--- begin Task material ---

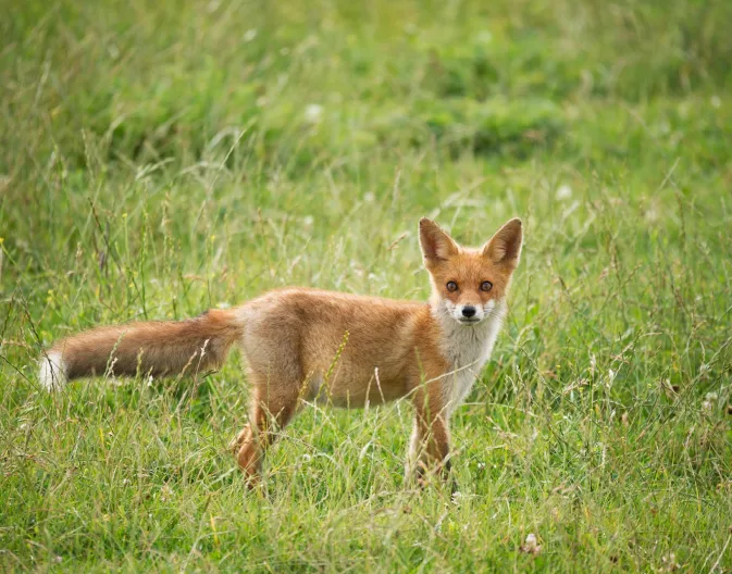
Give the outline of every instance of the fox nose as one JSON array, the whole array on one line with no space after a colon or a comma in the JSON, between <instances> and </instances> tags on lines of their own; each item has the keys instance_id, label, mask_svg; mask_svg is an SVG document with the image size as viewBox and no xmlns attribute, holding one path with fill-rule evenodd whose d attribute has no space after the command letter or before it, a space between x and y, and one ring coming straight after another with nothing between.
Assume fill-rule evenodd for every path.
<instances>
[{"instance_id":1,"label":"fox nose","mask_svg":"<svg viewBox=\"0 0 732 574\"><path fill-rule=\"evenodd\" d=\"M475 316L475 308L472 305L466 305L462 308L462 316L471 317Z\"/></svg>"}]
</instances>

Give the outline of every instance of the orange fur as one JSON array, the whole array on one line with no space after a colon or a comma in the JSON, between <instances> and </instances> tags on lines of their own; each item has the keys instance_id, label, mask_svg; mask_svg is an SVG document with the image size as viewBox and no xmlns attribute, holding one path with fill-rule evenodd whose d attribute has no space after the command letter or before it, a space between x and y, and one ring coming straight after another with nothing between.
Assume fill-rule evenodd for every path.
<instances>
[{"instance_id":1,"label":"orange fur","mask_svg":"<svg viewBox=\"0 0 732 574\"><path fill-rule=\"evenodd\" d=\"M42 360L41 379L53 386L53 377L108 372L195 374L220 365L238 344L248 364L251 412L232 448L250 484L276 430L303 401L363 407L410 397L415 421L407 474L432 469L444 475L449 416L491 353L521 241L519 220L477 250L421 220L430 302L281 289L188 321L99 327L63 339ZM466 307L477 309L476 316L464 315Z\"/></svg>"}]
</instances>

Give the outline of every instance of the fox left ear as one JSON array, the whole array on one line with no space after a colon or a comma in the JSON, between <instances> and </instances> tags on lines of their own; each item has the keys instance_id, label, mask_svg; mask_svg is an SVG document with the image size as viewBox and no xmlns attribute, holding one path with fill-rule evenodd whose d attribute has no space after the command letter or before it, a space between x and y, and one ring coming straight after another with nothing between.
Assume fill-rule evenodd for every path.
<instances>
[{"instance_id":1,"label":"fox left ear","mask_svg":"<svg viewBox=\"0 0 732 574\"><path fill-rule=\"evenodd\" d=\"M504 224L483 247L483 254L494 263L516 269L521 258L523 230L518 217Z\"/></svg>"}]
</instances>

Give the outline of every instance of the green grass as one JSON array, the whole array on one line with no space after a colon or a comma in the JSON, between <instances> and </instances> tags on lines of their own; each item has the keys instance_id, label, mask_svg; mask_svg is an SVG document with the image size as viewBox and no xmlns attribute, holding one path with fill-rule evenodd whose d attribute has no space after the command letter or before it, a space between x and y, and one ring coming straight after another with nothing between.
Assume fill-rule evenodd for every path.
<instances>
[{"instance_id":1,"label":"green grass","mask_svg":"<svg viewBox=\"0 0 732 574\"><path fill-rule=\"evenodd\" d=\"M0 570L732 569L731 2L7 4ZM236 354L39 388L99 323L425 298L422 215L525 222L457 503L404 487L406 403L307 411L247 492Z\"/></svg>"}]
</instances>

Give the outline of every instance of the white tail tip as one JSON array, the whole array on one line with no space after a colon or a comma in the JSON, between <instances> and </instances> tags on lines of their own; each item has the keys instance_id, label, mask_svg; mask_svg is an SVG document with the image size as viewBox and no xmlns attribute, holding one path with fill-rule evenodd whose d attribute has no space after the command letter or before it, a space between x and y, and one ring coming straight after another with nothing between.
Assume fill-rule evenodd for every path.
<instances>
[{"instance_id":1,"label":"white tail tip","mask_svg":"<svg viewBox=\"0 0 732 574\"><path fill-rule=\"evenodd\" d=\"M51 351L41 358L38 377L48 391L59 390L66 383L66 367L59 351Z\"/></svg>"}]
</instances>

--- end Task material ---

* **Directive**: Write out all the items again with every "JSON array" replaced by "JSON list" and nothing else changed. Omit the pictures.

* **Response to the exercise**:
Give the outline of every instance of the fox nose as one JSON list, the whole array on one line with no space after a colon or a comma in the JSON, between <instances> and </instances> tags on lines of their own; each item has the keys instance_id, label, mask_svg; mask_svg is an SVG document with the image size as viewBox and no xmlns attribute, holding one path with fill-rule evenodd whose d attribute has no space after the command letter or before it, a space between x and y, and one ring coming straight after another with nothing between.
Assume fill-rule evenodd for every path.
<instances>
[{"instance_id":1,"label":"fox nose","mask_svg":"<svg viewBox=\"0 0 732 574\"><path fill-rule=\"evenodd\" d=\"M475 316L475 308L472 305L466 305L462 308L462 316L471 317Z\"/></svg>"}]
</instances>

Give the outline of every instance of the orange fur as one JSON list, the whole array on one line with no space after a colon or a comma in the JSON, between <instances> and </instances> tags on lines of their own; each item has the keys instance_id, label, mask_svg; mask_svg is an SVG document with the image size as viewBox and no xmlns attribute, holding one path with fill-rule evenodd whose d attribute has no space after the command letter or before it, a space between x and y, and one ring coming straight after another with nothing between.
Assume fill-rule evenodd for every path.
<instances>
[{"instance_id":1,"label":"orange fur","mask_svg":"<svg viewBox=\"0 0 732 574\"><path fill-rule=\"evenodd\" d=\"M42 360L41 379L53 386L53 377L108 372L195 374L220 365L238 344L248 364L251 412L232 448L250 484L276 430L303 401L363 407L410 397L415 421L407 474L432 469L444 475L449 416L491 353L521 241L519 220L477 250L421 220L430 302L281 289L188 321L99 327L63 339ZM466 307L477 309L476 316L464 315Z\"/></svg>"}]
</instances>

Give the outline of every instance of the fox left ear as one JSON list, the whole array on one line with no space after a colon or a comma in the JSON, between <instances> and </instances> tags on lines of their own; each item has the keys instance_id, label, mask_svg; mask_svg is an SVG document with the image size as viewBox and no xmlns attribute, holding one path with fill-rule evenodd whose d attribute has no space after the command letter or before it, a space between x and y, and one ring coming straight after another with nothing between.
Assume fill-rule evenodd for every path.
<instances>
[{"instance_id":1,"label":"fox left ear","mask_svg":"<svg viewBox=\"0 0 732 574\"><path fill-rule=\"evenodd\" d=\"M504 224L483 247L483 254L494 263L516 269L521 258L523 230L518 217Z\"/></svg>"}]
</instances>

Give the outline of every instance of the green grass as one JSON list, the whole array on one line with no space after a colon or a comma in the JSON, between <instances> and </instances> tags on lines of their own; each item has the keys instance_id, label, mask_svg; mask_svg is an SVG document with the image size as viewBox and no xmlns attribute, holding one path with fill-rule evenodd whose d attribute has no space after the command letter or before it, a space between x and y, and one ring coming straight after another with nothing between.
Assume fill-rule evenodd for every path.
<instances>
[{"instance_id":1,"label":"green grass","mask_svg":"<svg viewBox=\"0 0 732 574\"><path fill-rule=\"evenodd\" d=\"M0 570L732 569L731 2L7 4ZM236 354L39 388L99 323L425 298L422 215L525 222L457 503L404 487L406 403L307 411L247 492Z\"/></svg>"}]
</instances>

Give the outline of every instance of the white tail tip as one JSON list, the whole array on one line with no space after a colon or a comma in the JSON, between <instances> and </instances> tags on lines of their own; each item has the keys instance_id, label, mask_svg; mask_svg is an SVG document with the image size as viewBox and no xmlns attribute, holding one path with fill-rule evenodd whose d attribute has no space after the command letter or before it, a space between x and y, and one ring coming straight after another with nothing between.
Assume fill-rule evenodd for every path.
<instances>
[{"instance_id":1,"label":"white tail tip","mask_svg":"<svg viewBox=\"0 0 732 574\"><path fill-rule=\"evenodd\" d=\"M51 351L41 358L38 377L48 391L59 390L66 383L66 367L59 351Z\"/></svg>"}]
</instances>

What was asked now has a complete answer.